Records:
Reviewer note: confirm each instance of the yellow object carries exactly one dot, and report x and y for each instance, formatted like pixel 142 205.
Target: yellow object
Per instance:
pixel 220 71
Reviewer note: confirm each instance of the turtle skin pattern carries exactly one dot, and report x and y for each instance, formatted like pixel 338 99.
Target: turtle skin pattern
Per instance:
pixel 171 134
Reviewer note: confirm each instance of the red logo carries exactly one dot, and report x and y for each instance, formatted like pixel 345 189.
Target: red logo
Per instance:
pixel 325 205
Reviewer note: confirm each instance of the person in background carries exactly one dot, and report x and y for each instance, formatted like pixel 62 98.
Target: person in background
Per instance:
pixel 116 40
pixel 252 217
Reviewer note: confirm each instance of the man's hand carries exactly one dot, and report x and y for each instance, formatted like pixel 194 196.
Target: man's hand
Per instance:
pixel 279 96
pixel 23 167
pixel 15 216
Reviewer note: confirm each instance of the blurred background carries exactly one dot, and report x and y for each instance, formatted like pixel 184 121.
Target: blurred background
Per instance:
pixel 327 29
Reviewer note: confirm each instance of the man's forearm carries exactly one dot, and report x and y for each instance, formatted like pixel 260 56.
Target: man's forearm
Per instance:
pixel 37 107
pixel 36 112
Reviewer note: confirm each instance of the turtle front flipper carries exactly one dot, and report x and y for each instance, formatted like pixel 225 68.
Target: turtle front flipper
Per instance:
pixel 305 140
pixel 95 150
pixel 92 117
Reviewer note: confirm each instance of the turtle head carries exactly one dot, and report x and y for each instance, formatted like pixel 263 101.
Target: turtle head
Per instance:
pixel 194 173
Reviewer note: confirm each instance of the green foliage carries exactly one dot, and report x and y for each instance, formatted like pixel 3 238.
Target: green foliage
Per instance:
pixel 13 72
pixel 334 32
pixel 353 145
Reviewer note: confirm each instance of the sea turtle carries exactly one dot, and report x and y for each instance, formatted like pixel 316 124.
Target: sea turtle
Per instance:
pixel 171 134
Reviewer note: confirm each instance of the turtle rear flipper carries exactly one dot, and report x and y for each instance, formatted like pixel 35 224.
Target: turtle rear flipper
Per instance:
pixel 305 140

WHAT THE TASK REQUIRES: Copy the listing above line for line, changing nothing.

IN RESPONSE:
Reviewer note: confirm each instance of the yellow object carries exactly one dot, and report x and y for each instance, formatted like pixel 142 205.
Target: yellow object
Per instance:
pixel 220 71
Reviewer note: confirm each instance of the turtle skin pattern carries exactly one dot, and report x and y for each instance, formatted like pixel 338 99.
Target: turtle skin pattern
Per instance:
pixel 171 134
Reviewer note: confirm each instance of the red logo carries exactly one dot, and report x and y for each instance, formatted like pixel 345 189.
Target: red logo
Per instance:
pixel 325 205
Reviewer note: confirm each instance of the person in background carries exactly one dot, and report x and y for each instance, formatted like pixel 62 98.
Target: person in background
Per instance:
pixel 116 40
pixel 252 217
Reviewer note: confirm each instance of the man's hand carries exactly one dot, and report x and y for each instance, formatted like pixel 194 196.
Target: man's hand
Per instance:
pixel 279 96
pixel 23 167
pixel 15 216
Reviewer note: confirm each instance of the blurred background carries exactly one dot, and report x and y for each instance, formatted like pixel 184 121.
Target: blurred background
Per instance:
pixel 327 29
Reviewer note: confirm each instance of the man's forearm carries exactly one dot, and report x and y for each instance, formatted like pixel 260 56.
Target: man's forearm
Per instance:
pixel 37 107
pixel 36 112
Reviewer note: confirm each instance of the turtle front flipper carries exactly one dot, and report x and y for each instance, formatted like pixel 225 68.
Target: turtle front flipper
Per instance:
pixel 305 140
pixel 95 150
pixel 92 117
Reviewer note: confirm each instance of the turtle head carries exactly one dot, and report x and y for each instance, formatted like pixel 263 101.
Target: turtle head
Per instance:
pixel 194 173
Reviewer note: confirm each instance of the green foliage carries exactly one dot, and report x and y for each instance, formatted like pixel 3 238.
Target: green foliage
Per instance:
pixel 13 72
pixel 334 32
pixel 353 145
Reviewer note: confirm each instance of the sea turtle carries exactly one dot, and report x and y for each instance, formatted like pixel 316 124.
Target: sea turtle
Per instance:
pixel 171 134
Reviewer note: confirm each instance of the turtle rear flipper carries exactly one dot, and report x and y for each instance, formatted like pixel 35 224.
Target: turtle rear flipper
Per instance:
pixel 305 140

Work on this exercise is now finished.